### Written request
Count the lines of the material that contain the word "figure", and reply with the number alone.

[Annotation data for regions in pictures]
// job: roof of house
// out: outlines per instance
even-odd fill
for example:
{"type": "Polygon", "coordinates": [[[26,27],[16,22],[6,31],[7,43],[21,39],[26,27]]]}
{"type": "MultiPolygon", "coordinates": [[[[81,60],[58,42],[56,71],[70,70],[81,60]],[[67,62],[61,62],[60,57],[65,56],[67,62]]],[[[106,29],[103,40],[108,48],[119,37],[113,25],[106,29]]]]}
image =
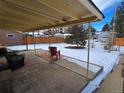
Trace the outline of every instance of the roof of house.
{"type": "Polygon", "coordinates": [[[35,31],[104,18],[91,0],[1,0],[0,29],[35,31]]]}

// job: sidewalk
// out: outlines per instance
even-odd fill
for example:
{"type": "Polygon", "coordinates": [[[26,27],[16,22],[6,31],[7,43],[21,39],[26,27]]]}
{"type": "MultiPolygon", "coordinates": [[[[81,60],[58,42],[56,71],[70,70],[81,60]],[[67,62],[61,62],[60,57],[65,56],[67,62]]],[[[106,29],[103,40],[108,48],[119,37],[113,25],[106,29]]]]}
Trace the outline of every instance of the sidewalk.
{"type": "Polygon", "coordinates": [[[124,55],[121,55],[119,64],[116,66],[114,71],[106,77],[96,93],[122,93],[122,63],[124,63],[124,55]]]}

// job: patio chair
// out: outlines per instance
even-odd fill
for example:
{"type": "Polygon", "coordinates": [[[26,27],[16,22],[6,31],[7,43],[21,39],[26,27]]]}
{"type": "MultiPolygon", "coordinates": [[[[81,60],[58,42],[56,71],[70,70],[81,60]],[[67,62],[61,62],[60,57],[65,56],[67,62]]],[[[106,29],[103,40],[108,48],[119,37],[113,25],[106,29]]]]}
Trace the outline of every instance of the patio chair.
{"type": "Polygon", "coordinates": [[[56,60],[60,58],[60,50],[57,51],[57,47],[49,47],[50,58],[56,56],[56,60]]]}

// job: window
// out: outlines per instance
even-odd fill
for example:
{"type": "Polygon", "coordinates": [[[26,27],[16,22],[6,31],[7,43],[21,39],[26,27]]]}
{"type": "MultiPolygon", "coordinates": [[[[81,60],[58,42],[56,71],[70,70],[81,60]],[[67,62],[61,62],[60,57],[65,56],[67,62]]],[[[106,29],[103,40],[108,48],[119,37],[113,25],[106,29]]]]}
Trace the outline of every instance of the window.
{"type": "Polygon", "coordinates": [[[14,35],[14,34],[7,34],[7,37],[9,37],[9,38],[14,38],[15,35],[14,35]]]}

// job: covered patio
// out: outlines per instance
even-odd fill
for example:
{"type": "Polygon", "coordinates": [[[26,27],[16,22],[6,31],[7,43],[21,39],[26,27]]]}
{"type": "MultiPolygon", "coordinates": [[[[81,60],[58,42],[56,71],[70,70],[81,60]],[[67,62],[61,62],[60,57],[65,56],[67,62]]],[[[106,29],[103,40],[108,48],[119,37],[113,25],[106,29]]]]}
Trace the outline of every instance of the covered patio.
{"type": "MultiPolygon", "coordinates": [[[[2,0],[0,4],[0,29],[3,31],[26,33],[80,23],[89,23],[90,27],[90,22],[104,18],[91,0],[2,0]]],[[[27,51],[23,52],[25,66],[13,72],[9,70],[0,72],[0,92],[81,92],[101,71],[101,69],[97,73],[89,71],[89,44],[90,39],[88,40],[88,59],[85,63],[87,69],[84,69],[67,61],[65,57],[51,64],[49,57],[45,60],[41,52],[38,53],[41,57],[36,56],[35,40],[34,51],[28,50],[27,43],[27,51]]]]}

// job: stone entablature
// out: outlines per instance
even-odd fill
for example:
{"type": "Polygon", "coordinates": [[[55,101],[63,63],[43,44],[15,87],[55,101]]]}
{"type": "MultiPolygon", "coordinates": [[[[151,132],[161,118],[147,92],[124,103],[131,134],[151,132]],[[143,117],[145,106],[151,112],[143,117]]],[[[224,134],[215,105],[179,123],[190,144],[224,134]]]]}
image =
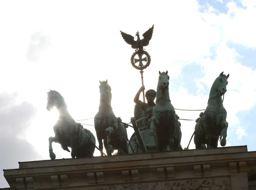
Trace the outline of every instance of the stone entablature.
{"type": "Polygon", "coordinates": [[[20,190],[247,190],[256,152],[243,146],[19,164],[4,175],[20,190]]]}

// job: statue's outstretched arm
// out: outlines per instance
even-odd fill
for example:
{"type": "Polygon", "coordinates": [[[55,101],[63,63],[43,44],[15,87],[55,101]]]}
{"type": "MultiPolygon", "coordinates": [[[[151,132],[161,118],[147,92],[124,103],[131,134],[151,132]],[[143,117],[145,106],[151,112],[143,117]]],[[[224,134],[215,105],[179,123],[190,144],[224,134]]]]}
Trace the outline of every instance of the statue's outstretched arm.
{"type": "Polygon", "coordinates": [[[138,91],[138,92],[137,92],[137,94],[135,95],[135,97],[134,97],[134,102],[135,104],[139,104],[142,102],[139,99],[140,95],[140,93],[141,93],[141,92],[142,92],[145,89],[145,87],[144,86],[142,86],[141,87],[140,87],[140,90],[139,90],[139,91],[138,91]]]}

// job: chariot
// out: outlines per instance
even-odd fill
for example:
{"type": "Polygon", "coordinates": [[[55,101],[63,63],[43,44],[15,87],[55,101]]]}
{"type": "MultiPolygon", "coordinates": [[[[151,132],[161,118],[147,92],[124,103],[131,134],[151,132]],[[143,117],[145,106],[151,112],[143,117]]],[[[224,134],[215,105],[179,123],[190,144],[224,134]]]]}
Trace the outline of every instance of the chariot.
{"type": "MultiPolygon", "coordinates": [[[[60,113],[53,127],[55,136],[49,138],[49,152],[52,159],[55,158],[52,145],[53,142],[60,144],[64,150],[70,152],[68,147],[71,147],[72,158],[93,156],[95,148],[103,156],[103,146],[109,156],[113,154],[114,150],[118,150],[118,154],[123,154],[183,150],[180,145],[182,133],[179,121],[180,119],[171,103],[168,71],[159,71],[157,91],[151,89],[146,92],[148,103],[145,102],[143,70],[149,66],[151,58],[143,47],[148,44],[153,28],[154,25],[143,34],[144,38],[142,40],[137,32],[137,41],[132,36],[121,31],[125,40],[136,49],[131,56],[131,63],[140,70],[142,86],[134,98],[136,105],[131,125],[116,116],[111,107],[111,86],[107,79],[99,81],[99,107],[94,118],[99,147],[96,145],[96,138],[91,132],[76,122],[70,116],[61,95],[55,91],[50,90],[47,93],[47,110],[49,111],[55,106],[60,113]],[[136,55],[139,59],[134,58],[136,55]],[[143,55],[146,57],[143,58],[143,55]],[[147,62],[145,65],[143,62],[147,62]],[[135,64],[137,62],[139,65],[136,66],[135,64]],[[139,99],[142,92],[143,102],[139,99]],[[129,127],[134,128],[134,133],[128,139],[126,128],[129,127]]],[[[222,146],[226,145],[228,125],[221,96],[224,97],[227,91],[229,77],[229,74],[226,75],[222,72],[212,84],[207,107],[196,121],[192,135],[195,135],[196,148],[216,148],[219,139],[222,146]]]]}

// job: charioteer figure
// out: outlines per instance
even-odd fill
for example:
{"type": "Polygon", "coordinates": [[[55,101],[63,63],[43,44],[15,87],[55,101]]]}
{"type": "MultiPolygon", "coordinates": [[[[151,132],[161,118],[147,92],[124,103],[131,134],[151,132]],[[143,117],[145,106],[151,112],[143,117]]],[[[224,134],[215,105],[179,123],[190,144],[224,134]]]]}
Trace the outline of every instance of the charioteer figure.
{"type": "MultiPolygon", "coordinates": [[[[145,87],[142,86],[138,91],[134,99],[134,102],[136,104],[134,107],[134,117],[136,119],[139,119],[143,117],[146,117],[148,119],[153,116],[153,109],[156,104],[154,102],[157,96],[157,92],[153,89],[148,90],[146,92],[145,96],[147,99],[147,103],[144,103],[140,100],[140,93],[145,89],[145,87]]],[[[143,128],[150,126],[150,122],[148,122],[145,125],[142,124],[148,122],[148,120],[145,119],[137,122],[140,128],[143,128]]]]}

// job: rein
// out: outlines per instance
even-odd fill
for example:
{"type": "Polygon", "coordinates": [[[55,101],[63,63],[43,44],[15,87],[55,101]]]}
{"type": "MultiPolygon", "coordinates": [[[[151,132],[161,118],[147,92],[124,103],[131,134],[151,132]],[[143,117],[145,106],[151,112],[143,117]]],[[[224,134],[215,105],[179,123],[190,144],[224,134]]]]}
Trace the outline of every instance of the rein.
{"type": "MultiPolygon", "coordinates": [[[[214,98],[215,97],[215,96],[216,96],[218,94],[220,93],[220,92],[221,92],[220,91],[219,91],[219,90],[216,93],[216,94],[215,94],[215,95],[214,96],[213,96],[212,97],[209,97],[209,99],[208,99],[208,102],[207,102],[207,104],[208,104],[208,103],[209,102],[209,100],[210,99],[214,98]]],[[[223,94],[223,99],[222,99],[222,103],[223,103],[223,101],[224,101],[224,94],[223,94]]]]}

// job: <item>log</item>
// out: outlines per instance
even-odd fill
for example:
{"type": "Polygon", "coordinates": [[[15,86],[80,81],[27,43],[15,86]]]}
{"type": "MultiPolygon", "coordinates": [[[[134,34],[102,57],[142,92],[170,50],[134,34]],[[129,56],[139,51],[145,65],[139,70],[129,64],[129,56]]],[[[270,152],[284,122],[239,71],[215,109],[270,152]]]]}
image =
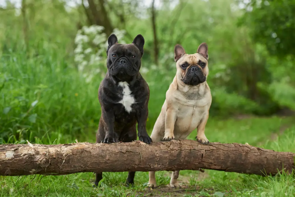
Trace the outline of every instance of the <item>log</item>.
{"type": "Polygon", "coordinates": [[[173,140],[0,145],[0,175],[61,175],[77,172],[167,171],[199,168],[274,175],[294,168],[295,154],[248,144],[173,140]]]}

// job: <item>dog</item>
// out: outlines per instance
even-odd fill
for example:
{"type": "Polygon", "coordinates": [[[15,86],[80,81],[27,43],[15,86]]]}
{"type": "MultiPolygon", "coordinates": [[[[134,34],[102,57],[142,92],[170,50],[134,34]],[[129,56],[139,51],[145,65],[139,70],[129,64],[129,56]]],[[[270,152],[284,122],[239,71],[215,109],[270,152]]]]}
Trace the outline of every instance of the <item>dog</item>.
{"type": "MultiPolygon", "coordinates": [[[[140,34],[131,44],[119,43],[114,34],[108,38],[107,71],[98,89],[101,115],[96,143],[136,140],[137,123],[139,140],[148,144],[152,141],[146,128],[150,89],[139,72],[144,43],[140,34]]],[[[135,175],[135,172],[129,172],[127,185],[134,184],[135,175]]],[[[102,178],[102,173],[96,173],[94,186],[102,178]]]]}
{"type": "MultiPolygon", "coordinates": [[[[209,73],[208,46],[205,43],[201,44],[194,54],[187,54],[179,44],[174,51],[176,74],[166,92],[151,138],[154,142],[184,139],[196,128],[197,141],[209,144],[205,135],[212,102],[206,81],[209,73]]],[[[177,180],[179,173],[172,172],[171,187],[180,187],[177,180]]],[[[156,187],[155,172],[149,173],[148,187],[156,187]]]]}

### Result of the task
2